### Document excerpt:
I have a list of files to be imported into the data frame
cdoe:
# list contains the dataset name followed by the column name to match all the datasets; this list keeps changing and even the file formats. These dataset file names are provided by the user, and they are unique.
# First: find the file extension format and select appropriate pd.read_ to import
# second: merge the dataframes on the index
# in the below list,
file_list = ['dataset1.csv','datetime','dataset2.xlsx','timestamp']
df = pd.DataFrame()
for i in range(0:2:len(file_list)):
# find the file type first
# presently, I don't know how to find the file type; so
file_type = 'csv'
# second: merge the dataframe into the existing dataframe on the index
tdf = pd.DataFrame()
if file_type == 'csv':
tdf = pd.read_csv('%s'%(file_list[i])))
if file_type == 'xlsx':
tdf = pd.read_excel('%s'%(file_list[i])))
tdf.set_index('%s'%(file_list[i 1]),inplace=True)
# Merge dataframe with the existing dataframe
df = df.merge(tdf,right_index=True,left_index=True)
I reached this far. Is any direct module available to find the file type? I found magic
but it has issues while importing it. Also, suggest a better approach to merge the files?
Update: Working solution
Inspired from the @ljdyer answer below, I came with the following and this is working perfectly:
def find_file_type_import(file_name):
# Total file extensions possible for importing data
file_type = {'csv':'pd.read_csv(file_name)',
'xlsx':'pd.read_excel(file_name)',
'txt':'pd.read_csv(file_name)',
'parquet':'pd.read_parquet(file_name)',
'json':'pd.read_json(file_name)'
}
df = [eval(val) for key,val in file_type.items() if file_name
.endswith(key)][0]
return df
df = find_file_type_import(file_list [0])
This is working perfectly. Thank you for your valuable suggestions. ALso, correct me with the use of eval
is good one or not?
CodePudding user response:
The file type is just the three or four letters at the end of the file name, so the simplest way to do this would just be:
if file_list[i].endswith('csv'):
etc.
Other commons options would be os.path.splitext
or the suffix
attribute of a Path
object from the built-in os
and pathlib
libraries respectively.

### Goal 1:
In the forum thread on loading files into a pandas data frame, what module did the asker find for detecting file type, and what went wrong with it?
### Goal 2:
Write the next part of the forum thread on loading files into a pandas data frame, starting after its final sentence.
The material that comes after this thread is separate from it.

### Dataset extract:
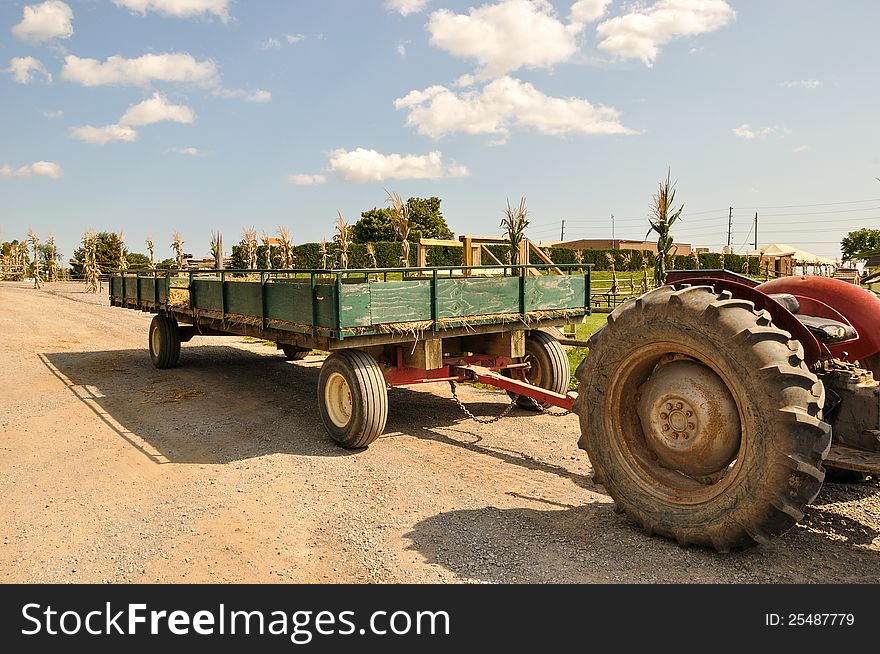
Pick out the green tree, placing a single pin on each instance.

### Exercise output 1:
The asker found magic, but it had issues when importing it.

### Exercise output 2:
The way you are merging looks fine, but I'm not sure why you are using percent notation for the parameters to read_
, set_index
, etc. The elements of your list are just strings anyway, so for example
tdf = pd.read_csv('%s'%(file_list[i])))
could just be:
tdf = pd.read_csv(file_list[i])
CodePudding user response:
You can use glob (or even just os) to retrieve the list of files from a part of their name. Since you guarantee the uniqueness of the file irrespective of the extension, it will only be one (otherwise just put a loop that iterates over the retrieved elements).
Once you have the full file name (which clearly has the extension), just do a split() taking the last element obtained that corresponds to the file extension.
Then, you can read the dataframe with the appropriate function.
Here is an example of code:
from glob import glob
file_list = [
'dataset0', # corresponds to dataset0.csv
'dataset1', # corresponds to dataset1.xlsx
'dataset2.a'
]
for file in file_list:
files_with_curr_name = glob(f'*{file}*')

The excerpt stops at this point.